Repeat the reflection on the year since Jane's wake word for word, from its title through its final sentence.

====== Reading text

There are no crowds tonight

One year ago today I was at the funeral home preparing for Jane’s wake. I spent a few private moments with her, wondering what we could have done differently, wondering why I was standing there looking at her empty frame when just a year before we had been making final preparations for Christmas.

We had never heard of Neuroendocrine Tumors or Carcinoid Syndrome. The Dana-Farber Cancer Institute was something WEEI and the Red Sox did a major fundraiser for–and to whom I had sent a check every year as part of our commitment to a number of charities.

My youngest brother had come out from Seattle to spend the week between Jane’s death and her funeral with me. We had spent the days arranging for flowers and the picture collages and doing the things one does the week before. I was both emotionally numb and raw at the same time.

Just before we left the house that afternoon, I had taken a call from Jane’s cardio-oncologist. He told me Dana-Farber was setting up a national center for research into NET–that they had been thinking about it for a while and now were going to do it. I remember being stunned and mumbling something about doing all I could do to help. I thought I would be ready to do that in January. It would prove to be months before I could even move.  And it would be a year before the topic came up again.

One of the first people through the line when the doors opened for the wake was one of Jane’s nurses from Brigham & Women’s. Then the floodgates opened. Hundreds of people came through the line–some driving in from central New Hampshire and New York: relatives, friends, parents, teachers, administrators and former administrators, neighbors, doctors and nurses and office workers, students and former students. I had expected a crowd, but even I was overwhelmed.

============
====== Entries supplied

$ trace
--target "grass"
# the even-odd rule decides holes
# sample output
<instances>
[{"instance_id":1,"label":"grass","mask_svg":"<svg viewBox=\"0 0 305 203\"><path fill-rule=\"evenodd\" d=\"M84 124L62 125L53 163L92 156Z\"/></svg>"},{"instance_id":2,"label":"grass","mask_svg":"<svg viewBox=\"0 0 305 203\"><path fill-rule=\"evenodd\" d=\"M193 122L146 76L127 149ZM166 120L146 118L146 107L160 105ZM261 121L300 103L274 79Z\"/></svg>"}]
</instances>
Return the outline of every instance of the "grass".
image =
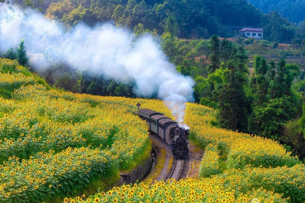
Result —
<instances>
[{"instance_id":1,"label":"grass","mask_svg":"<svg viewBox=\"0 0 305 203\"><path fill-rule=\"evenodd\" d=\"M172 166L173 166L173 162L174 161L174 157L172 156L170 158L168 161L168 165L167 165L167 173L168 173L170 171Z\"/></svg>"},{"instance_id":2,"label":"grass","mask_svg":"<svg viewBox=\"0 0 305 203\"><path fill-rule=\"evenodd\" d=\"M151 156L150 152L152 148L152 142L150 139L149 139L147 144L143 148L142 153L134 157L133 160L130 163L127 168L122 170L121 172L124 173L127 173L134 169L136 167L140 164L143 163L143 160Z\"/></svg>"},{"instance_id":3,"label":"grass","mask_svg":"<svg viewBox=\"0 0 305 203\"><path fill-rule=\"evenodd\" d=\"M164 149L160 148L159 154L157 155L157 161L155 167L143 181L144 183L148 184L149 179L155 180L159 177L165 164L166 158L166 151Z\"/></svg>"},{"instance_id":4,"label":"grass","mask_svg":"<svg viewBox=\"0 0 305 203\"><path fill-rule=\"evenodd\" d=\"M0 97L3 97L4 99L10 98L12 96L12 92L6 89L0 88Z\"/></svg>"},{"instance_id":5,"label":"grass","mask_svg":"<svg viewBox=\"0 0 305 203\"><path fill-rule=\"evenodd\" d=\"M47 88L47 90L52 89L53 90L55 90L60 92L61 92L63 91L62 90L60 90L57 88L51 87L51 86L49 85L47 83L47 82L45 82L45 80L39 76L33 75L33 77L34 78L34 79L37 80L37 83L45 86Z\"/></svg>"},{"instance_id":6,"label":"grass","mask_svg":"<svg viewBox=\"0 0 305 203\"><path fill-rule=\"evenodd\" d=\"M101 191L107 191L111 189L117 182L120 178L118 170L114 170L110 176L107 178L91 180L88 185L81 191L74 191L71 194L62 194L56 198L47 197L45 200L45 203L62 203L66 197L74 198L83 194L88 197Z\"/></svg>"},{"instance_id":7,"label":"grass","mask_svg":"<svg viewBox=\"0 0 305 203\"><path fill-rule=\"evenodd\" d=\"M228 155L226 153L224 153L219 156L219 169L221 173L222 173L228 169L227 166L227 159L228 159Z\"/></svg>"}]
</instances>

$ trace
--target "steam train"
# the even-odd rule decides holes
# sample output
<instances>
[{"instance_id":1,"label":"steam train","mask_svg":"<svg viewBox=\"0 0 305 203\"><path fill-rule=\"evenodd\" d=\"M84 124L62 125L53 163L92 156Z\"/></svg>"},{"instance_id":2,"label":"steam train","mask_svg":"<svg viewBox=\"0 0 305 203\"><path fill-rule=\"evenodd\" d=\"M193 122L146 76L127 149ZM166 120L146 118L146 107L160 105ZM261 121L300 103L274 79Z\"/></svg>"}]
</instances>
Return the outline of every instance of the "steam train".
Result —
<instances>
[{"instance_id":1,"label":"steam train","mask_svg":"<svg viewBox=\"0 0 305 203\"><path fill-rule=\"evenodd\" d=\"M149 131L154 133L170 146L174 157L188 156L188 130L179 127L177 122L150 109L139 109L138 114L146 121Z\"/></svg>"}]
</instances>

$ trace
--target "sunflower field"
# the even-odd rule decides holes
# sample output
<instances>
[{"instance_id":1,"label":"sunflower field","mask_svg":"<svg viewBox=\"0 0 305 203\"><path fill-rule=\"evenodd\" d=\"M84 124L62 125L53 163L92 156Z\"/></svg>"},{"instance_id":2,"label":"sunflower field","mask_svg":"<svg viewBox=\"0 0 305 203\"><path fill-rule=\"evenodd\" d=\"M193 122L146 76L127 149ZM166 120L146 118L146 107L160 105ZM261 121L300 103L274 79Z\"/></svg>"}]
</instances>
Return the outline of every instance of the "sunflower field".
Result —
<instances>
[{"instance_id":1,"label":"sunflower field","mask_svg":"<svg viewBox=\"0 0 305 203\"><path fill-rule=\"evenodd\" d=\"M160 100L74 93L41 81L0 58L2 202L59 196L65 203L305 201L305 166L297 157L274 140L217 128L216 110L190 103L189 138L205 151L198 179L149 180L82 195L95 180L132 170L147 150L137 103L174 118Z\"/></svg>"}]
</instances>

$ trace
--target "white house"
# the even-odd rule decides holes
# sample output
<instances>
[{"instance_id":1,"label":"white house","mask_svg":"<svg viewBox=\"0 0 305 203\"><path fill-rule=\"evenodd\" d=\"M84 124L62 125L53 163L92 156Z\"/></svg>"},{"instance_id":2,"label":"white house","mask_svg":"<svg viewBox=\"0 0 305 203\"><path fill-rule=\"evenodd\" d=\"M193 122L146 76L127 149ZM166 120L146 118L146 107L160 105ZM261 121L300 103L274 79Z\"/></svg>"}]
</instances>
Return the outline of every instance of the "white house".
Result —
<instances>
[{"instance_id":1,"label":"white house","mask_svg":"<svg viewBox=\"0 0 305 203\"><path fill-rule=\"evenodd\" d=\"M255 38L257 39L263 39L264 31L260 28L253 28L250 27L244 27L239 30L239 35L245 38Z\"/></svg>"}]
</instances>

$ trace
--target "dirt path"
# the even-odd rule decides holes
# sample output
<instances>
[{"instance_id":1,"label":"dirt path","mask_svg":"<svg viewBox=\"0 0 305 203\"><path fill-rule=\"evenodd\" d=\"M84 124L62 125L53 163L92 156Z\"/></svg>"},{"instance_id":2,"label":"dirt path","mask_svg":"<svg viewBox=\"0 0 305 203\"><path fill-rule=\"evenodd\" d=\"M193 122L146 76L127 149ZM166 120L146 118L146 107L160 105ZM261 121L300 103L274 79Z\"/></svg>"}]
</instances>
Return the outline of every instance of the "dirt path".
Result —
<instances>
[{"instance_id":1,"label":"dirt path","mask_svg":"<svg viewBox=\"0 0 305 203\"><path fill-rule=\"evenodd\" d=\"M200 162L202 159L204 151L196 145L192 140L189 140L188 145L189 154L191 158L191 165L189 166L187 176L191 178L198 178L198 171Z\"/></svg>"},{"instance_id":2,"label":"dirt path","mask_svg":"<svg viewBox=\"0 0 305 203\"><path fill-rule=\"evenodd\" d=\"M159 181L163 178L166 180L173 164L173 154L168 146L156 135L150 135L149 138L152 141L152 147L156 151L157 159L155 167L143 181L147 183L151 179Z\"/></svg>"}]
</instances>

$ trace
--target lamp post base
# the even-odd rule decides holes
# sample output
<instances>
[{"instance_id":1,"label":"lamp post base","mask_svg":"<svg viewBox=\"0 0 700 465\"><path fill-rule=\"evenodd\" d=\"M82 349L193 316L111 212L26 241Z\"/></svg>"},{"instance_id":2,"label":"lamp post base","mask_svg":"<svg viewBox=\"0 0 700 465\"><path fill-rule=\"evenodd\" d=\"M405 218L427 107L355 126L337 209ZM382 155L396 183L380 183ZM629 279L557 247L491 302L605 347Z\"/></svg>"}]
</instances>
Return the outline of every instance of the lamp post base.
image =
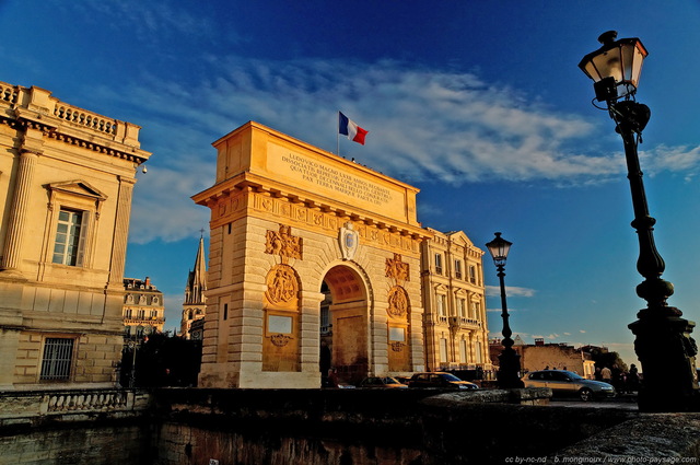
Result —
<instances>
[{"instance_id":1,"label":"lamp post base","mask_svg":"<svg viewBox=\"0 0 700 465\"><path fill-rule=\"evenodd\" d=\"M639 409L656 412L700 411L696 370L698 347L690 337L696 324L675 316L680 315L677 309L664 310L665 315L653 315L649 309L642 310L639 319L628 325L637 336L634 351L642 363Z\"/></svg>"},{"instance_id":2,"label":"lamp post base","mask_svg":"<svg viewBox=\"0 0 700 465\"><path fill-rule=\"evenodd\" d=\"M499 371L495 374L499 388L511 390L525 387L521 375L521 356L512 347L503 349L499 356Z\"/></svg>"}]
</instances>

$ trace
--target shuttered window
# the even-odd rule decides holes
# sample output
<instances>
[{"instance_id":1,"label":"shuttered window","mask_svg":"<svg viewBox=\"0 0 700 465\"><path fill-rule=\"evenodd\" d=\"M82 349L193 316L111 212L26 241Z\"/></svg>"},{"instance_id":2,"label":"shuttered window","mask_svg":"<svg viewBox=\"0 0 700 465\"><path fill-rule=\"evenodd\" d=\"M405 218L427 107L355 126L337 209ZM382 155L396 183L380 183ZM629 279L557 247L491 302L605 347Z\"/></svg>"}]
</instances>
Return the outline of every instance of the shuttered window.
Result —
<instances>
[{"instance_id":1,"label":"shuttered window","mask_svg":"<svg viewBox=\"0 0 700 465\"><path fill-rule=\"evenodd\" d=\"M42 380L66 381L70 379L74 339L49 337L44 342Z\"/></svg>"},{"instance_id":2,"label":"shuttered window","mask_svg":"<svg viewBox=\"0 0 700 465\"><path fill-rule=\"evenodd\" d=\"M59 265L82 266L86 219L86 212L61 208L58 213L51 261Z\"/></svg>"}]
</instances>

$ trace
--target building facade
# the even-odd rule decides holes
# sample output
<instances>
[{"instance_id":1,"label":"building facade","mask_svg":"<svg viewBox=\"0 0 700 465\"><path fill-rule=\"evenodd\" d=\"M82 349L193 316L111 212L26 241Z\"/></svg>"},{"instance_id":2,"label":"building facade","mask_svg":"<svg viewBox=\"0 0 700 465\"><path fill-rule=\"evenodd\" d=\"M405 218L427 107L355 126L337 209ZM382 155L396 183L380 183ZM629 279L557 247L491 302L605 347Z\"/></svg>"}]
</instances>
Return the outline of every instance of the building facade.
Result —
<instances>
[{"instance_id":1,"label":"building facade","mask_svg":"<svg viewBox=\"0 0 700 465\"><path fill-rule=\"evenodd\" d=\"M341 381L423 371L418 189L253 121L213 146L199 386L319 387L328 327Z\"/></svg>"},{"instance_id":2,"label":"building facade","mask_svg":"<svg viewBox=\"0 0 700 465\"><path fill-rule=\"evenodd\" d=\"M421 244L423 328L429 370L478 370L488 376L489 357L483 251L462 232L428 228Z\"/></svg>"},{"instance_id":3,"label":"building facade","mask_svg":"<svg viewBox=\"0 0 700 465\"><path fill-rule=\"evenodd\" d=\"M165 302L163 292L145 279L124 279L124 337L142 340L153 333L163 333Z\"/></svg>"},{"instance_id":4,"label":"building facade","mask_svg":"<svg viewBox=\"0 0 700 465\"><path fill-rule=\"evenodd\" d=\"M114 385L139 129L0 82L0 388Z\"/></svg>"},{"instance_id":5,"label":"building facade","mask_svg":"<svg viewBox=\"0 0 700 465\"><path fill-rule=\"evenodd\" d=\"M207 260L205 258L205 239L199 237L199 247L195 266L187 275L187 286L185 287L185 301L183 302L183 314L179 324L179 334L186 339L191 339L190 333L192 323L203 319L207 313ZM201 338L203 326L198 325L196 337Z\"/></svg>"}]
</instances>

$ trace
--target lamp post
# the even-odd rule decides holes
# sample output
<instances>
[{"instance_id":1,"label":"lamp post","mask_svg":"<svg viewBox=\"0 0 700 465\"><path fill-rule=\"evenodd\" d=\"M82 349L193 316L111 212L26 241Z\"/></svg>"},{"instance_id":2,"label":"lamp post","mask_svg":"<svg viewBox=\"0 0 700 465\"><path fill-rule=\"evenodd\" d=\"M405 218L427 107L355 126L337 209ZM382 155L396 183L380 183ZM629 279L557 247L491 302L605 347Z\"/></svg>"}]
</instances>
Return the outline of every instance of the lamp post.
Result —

============
====== Entries supplied

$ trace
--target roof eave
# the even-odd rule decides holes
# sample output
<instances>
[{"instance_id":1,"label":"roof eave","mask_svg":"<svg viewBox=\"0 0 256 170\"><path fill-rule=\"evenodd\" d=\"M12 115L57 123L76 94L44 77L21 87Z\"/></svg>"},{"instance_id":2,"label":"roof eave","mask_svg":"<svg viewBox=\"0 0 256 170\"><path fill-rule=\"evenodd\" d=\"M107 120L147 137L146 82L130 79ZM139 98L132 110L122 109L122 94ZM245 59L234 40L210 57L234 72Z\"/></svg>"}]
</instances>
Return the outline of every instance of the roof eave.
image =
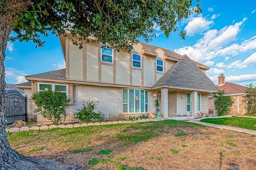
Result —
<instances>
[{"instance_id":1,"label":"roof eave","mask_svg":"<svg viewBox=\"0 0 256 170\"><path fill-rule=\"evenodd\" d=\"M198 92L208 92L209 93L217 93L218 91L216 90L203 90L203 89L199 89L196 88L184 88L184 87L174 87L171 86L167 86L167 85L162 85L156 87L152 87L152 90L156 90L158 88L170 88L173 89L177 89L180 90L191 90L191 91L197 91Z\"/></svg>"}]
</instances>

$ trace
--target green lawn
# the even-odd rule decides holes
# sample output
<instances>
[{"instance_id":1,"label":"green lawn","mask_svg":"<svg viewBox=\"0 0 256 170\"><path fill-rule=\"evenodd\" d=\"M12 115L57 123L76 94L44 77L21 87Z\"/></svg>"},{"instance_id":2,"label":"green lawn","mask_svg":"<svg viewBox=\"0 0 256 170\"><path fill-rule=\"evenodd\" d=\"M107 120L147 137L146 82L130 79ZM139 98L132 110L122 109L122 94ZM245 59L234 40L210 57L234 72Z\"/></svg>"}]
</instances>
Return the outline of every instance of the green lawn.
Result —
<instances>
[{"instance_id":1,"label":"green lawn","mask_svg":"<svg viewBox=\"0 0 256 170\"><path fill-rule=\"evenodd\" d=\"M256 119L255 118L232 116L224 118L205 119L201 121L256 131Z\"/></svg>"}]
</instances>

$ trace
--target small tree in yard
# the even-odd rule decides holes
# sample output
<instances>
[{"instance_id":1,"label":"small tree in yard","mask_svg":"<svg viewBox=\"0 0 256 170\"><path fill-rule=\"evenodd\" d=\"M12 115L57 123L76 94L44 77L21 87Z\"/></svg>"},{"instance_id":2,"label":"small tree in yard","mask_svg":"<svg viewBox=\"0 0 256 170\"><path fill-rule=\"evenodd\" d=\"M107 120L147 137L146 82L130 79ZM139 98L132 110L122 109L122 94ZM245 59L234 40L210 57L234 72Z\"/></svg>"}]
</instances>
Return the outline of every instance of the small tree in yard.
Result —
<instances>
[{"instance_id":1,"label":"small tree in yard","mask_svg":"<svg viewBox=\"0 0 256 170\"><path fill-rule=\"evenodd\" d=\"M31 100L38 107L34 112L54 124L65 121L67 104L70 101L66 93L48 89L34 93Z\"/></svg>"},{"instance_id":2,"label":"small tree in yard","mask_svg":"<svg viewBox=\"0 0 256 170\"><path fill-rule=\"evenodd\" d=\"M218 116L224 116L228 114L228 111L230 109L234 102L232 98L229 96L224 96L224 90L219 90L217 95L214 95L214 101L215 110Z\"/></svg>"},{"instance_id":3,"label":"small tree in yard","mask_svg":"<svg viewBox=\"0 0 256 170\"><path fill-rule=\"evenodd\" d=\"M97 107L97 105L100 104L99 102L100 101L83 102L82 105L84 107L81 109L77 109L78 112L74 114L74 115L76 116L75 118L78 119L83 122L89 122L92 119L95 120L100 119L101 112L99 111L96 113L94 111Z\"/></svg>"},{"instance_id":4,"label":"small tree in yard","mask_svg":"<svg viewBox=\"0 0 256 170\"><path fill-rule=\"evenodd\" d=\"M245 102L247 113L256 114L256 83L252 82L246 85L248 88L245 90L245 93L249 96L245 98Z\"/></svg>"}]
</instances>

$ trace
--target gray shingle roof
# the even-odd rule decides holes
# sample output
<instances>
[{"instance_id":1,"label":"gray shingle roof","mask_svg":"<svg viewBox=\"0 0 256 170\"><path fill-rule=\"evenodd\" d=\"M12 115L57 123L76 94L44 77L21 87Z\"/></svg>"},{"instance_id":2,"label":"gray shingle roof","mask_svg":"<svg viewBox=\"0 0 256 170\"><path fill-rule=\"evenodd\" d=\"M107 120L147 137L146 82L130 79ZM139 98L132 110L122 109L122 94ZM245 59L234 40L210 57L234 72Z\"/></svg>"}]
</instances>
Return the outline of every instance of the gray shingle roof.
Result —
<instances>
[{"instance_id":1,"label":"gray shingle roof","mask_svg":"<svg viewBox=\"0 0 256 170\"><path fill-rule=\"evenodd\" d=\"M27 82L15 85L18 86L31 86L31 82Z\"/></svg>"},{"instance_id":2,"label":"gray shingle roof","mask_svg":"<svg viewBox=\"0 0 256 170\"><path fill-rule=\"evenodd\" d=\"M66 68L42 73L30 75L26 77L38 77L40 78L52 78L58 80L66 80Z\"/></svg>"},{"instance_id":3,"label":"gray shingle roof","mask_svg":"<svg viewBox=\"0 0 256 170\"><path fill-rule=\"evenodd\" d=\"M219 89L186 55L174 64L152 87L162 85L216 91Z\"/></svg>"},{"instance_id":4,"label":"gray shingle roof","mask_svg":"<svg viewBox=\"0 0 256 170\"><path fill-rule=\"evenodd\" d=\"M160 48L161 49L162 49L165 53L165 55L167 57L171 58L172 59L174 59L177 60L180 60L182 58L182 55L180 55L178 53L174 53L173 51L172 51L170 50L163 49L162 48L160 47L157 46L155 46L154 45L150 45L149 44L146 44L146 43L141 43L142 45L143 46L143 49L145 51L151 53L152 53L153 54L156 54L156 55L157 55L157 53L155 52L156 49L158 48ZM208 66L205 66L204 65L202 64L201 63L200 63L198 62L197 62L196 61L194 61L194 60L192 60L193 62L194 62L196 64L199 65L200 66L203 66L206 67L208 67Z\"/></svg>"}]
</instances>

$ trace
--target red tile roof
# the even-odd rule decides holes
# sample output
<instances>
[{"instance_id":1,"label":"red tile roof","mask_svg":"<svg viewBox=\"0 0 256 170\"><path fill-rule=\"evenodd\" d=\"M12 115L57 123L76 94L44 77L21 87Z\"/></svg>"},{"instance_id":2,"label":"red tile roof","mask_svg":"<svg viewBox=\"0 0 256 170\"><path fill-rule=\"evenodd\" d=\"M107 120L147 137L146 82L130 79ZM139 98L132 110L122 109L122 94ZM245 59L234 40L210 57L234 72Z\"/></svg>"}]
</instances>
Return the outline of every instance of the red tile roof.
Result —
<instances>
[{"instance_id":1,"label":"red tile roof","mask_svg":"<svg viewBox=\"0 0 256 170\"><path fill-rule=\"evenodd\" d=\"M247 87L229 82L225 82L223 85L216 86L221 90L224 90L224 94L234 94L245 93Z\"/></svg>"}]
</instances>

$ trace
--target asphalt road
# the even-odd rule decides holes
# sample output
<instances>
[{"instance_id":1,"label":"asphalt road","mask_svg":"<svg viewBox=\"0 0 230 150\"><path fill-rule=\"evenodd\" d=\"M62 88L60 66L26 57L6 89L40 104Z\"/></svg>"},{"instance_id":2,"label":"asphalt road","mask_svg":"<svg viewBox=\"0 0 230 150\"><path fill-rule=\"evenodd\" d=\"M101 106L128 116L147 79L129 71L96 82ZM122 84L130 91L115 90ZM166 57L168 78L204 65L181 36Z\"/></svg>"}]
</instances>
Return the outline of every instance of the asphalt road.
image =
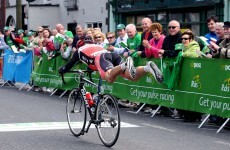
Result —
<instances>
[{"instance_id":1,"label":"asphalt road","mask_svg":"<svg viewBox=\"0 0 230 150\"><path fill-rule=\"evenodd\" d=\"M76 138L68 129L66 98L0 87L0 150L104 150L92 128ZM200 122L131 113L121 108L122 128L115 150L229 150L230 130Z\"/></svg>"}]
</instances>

============
====== Entries supplied

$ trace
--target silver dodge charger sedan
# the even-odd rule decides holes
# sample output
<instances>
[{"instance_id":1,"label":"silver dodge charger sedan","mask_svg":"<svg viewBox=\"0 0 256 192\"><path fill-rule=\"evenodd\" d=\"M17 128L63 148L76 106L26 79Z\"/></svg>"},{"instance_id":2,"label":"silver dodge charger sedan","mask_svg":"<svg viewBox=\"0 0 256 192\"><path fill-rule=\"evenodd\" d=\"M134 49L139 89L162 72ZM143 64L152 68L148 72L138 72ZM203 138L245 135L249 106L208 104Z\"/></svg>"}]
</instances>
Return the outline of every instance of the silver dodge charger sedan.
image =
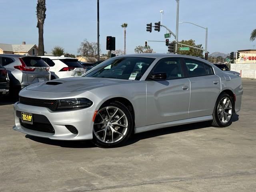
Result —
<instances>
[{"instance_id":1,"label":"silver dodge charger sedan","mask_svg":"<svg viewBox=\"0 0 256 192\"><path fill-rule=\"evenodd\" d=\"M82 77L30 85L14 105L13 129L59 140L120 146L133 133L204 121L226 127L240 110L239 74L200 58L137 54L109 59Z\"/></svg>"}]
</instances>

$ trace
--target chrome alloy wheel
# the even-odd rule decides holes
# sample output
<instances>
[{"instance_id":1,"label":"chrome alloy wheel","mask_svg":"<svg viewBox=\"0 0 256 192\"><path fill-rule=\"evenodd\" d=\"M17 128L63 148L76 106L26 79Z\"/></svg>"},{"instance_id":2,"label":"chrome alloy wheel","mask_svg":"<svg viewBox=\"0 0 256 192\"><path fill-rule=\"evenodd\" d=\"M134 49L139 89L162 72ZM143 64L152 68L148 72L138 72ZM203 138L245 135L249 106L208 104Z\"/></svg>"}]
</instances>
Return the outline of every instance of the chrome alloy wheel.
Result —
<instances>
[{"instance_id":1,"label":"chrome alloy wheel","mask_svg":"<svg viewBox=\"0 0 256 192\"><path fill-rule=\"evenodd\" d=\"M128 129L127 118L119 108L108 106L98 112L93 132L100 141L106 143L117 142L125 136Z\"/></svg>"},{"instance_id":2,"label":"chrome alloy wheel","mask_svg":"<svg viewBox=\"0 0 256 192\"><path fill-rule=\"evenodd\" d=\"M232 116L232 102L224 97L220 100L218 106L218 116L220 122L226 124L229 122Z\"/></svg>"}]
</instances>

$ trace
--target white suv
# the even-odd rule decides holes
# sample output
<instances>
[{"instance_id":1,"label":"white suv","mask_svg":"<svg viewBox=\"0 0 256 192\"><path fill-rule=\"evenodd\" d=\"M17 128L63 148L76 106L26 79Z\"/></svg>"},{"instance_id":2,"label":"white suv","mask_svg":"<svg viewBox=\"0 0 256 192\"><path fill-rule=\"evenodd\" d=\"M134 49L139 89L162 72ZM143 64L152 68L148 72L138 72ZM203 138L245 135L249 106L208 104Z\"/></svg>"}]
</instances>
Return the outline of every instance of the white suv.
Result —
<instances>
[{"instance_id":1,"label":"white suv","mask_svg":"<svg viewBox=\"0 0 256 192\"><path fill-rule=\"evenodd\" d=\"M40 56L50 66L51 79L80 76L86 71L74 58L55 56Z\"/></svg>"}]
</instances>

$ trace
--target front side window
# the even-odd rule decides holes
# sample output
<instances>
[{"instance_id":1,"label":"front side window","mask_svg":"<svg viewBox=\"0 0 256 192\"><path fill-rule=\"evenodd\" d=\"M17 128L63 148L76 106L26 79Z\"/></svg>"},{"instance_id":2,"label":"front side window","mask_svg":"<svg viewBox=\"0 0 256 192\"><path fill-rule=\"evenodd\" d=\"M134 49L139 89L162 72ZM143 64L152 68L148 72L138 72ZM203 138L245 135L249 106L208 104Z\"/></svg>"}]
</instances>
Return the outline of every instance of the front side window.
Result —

============

__Exercise output__.
There are no crowds tonight

One year ago today I was at the funeral home preparing for Jane’s wake. I spent a few private moments with her, wondering what we could have done differently, wondering why I was standing there looking at her empty frame when just a year before we had been making final preparations for Christmas.

We had never heard of Neuroendocrine Tumors or Carcinoid Syndrome. The Dana-Farber Cancer Institute was something WEEI and the Red Sox did a major fundraiser for–and to whom I had sent a check every year as part of our commitment to a number of charities.

My youngest brother had come out from Seattle to spend the week between Jane’s death and her funeral with me. We had spent the days arranging for flowers and the picture collages and doing the things one does the week before. I was both emotionally numb and raw at the same time.

Just before we left the house that afternoon, I had taken a call from Jane’s cardio-oncologist. He told me Dana-Farber was setting up a national center for research into NET–that they had been thinking about it for a while and now were going to do it. I remember being stunned and mumbling something about doing all I could do to help. I thought I would be ready to do that in January. It would prove to be months before I could even move.  And it would be a year before the topic came up again.

One of the first people through the line when the doors opened for the wake was one of Jane’s nurses from Brigham & Women’s. Then the floodgates opened. Hundreds of people came through the line–some driving in from central New Hampshire and New York: relatives, friends, parents, teachers, administrators and former administrators, neighbors, doctors and nurses and office workers, students and former students. I had expected a crowd, but even I was overwhelmed.